» Things to do:
1. Answer the following from the passage on approval of WORLDSPACE Receivers:
(a) Within how many days will WORLDSPACE endeavor to test a submitted prototype receiver?
(b) Where are WORLDSPACE's standard testing rates set forth as of the Effective Date?
(c) What must accompany every request for testing?
2. Continue the passage on approval of WORLDSPACE Receivers from the point at which it ends.

* START Passage to read *

2.4 Approval of WORLDSPACE Receivers.

 

2.4.1 Type Approval. Prior to commencing commercial mass production of any WORLDSPACE Receivers, BPL will submit to WORLDSPACE for its inspection: (i) a prototype of each receiver that BPL proposes to manufacture, so that WORLDSPACE may confirm that such prototype receiver performs in accordance with the WORLDSPACE Format and the Technical Specifications; and (ii) the preliminary design specifications for such receivers, including all circuit diagrams, blueprints (or equivalents thereof), component specifications (if WORLDSPACE requests) and overall specifications of such prototype receiver. If such prototype receiver successfully passes WORLDSPACE’s test, it will be deemed a “WORLDSPACE Receiver” under this Agreement. After a receiver has been qualified as a WORLDSPACE Receiver, no changes may be made to the WORLDSPACE Receiver except for those which are cosmetic in nature or which do not materially affect the function or quality of the WORLDSPACE Receiver unless the receiver is resubmitted to WORLDSPACE for testing and WORLDSPACE confirms that this modified receiver continues to qualify as a WORLDSPACE Receiver. All testing will be performed at WORLDSPACE’s then current testing rates. As of the Effective Date, WORLDSPACE’s standard rates are as set forth in Appendix 9, but WORLDSPACE reserves the right to make reasonable changes to its rates with prior notification to BPL.

 

2.4.2 Requests for Testing. All requests for testing will be accompanied by payment in full of WORLDSPACE’s testing fee, a prototype of the applicable receiver and all test data and schematics pertaining thereto. WORLDSPACE will endeavor in good faith to test, or have its authorized agent test, all prototype receivers submitted for testing within thirty (30) days from the date WORLDSPACE or such authorized agent has received such prototype and all test data and schematics pertaining thereto. Delays in testing will not entitle BPL to cancel a testing order or to claim damages, provided that WORLDSPACE immediately notifies BPL of such delays and presents a plan to complete such testing as soon as possible.

* END Passage to read *
* START Material *

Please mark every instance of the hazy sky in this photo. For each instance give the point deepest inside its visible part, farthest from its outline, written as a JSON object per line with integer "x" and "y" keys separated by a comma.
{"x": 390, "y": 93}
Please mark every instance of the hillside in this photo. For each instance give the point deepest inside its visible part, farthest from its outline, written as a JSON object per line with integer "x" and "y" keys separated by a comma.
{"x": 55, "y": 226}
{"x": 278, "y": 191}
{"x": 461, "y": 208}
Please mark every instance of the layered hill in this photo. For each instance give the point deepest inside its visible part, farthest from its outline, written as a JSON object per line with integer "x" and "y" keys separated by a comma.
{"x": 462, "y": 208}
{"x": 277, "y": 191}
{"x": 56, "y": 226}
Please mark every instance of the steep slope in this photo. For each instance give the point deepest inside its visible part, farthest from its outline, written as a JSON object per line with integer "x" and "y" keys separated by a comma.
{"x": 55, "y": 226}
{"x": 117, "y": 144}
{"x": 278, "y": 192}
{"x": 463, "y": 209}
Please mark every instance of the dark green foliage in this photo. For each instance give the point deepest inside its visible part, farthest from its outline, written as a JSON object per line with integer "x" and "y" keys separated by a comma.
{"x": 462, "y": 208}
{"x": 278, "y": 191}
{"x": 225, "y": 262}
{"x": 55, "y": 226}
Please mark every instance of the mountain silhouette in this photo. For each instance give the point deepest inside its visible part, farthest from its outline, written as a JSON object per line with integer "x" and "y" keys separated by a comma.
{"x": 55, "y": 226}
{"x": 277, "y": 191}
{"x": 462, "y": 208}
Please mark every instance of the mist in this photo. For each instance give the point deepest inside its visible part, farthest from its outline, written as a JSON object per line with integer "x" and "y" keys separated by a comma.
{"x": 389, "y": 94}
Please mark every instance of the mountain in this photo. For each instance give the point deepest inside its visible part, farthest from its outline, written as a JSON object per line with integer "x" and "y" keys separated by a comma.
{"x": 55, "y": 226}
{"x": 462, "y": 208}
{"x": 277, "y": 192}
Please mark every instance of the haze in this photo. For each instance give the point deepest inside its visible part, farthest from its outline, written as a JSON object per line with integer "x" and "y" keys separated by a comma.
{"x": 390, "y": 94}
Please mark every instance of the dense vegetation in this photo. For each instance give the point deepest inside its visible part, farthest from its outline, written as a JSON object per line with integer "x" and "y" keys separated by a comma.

* END Material *

» Responses for each task:
1.
(a) Within thirty (30) days from the date WORLDSPACE or its authorized agent has received the prototype and all test data and schematics pertaining to it.
(b) In Appendix 9.
(c) Payment in full of WORLDSPACE's testing fee, a prototype of the applicable receiver, and all test data and schematics pertaining to it.

2.
 

3. RECEIVER MARKETING

 

3.1 Marketing the WORLDSPACE Receivers.

 

3.1.1 Marketing. BPL agrees to use its best efforts to market, distribute and sell WORLDSPACE Receivers within the WORLDSPACE Service Area in quantities sufficient to meet the minimum quantities specified in Article 2.3.1. BPL and WORLDSPACE shall meet on a monthly basis to review the marketing and distribution activities of BPL. If, in the reasonable judgment of WORLDSPACE, BPL does not effectively market, distribute and sell the WORLDSPACE Receivers, WORLDSPACE will so notify BPL in writing. BPL shall have 30 days to demonstrate to WORLDSPACE’s reasonable satisfaction that BPL shall perform its obligations pursuant to this Agreement. If BPL fails to market, distribute and sell the WORLDSPACE Receivers so as to satisfy this Agreement, WORLDSPACE shall have the right, upon written notice to BPL, to terminate this Agreement pursuant to Article 9.2 below without any further obligation or liability to WORLDSPACE.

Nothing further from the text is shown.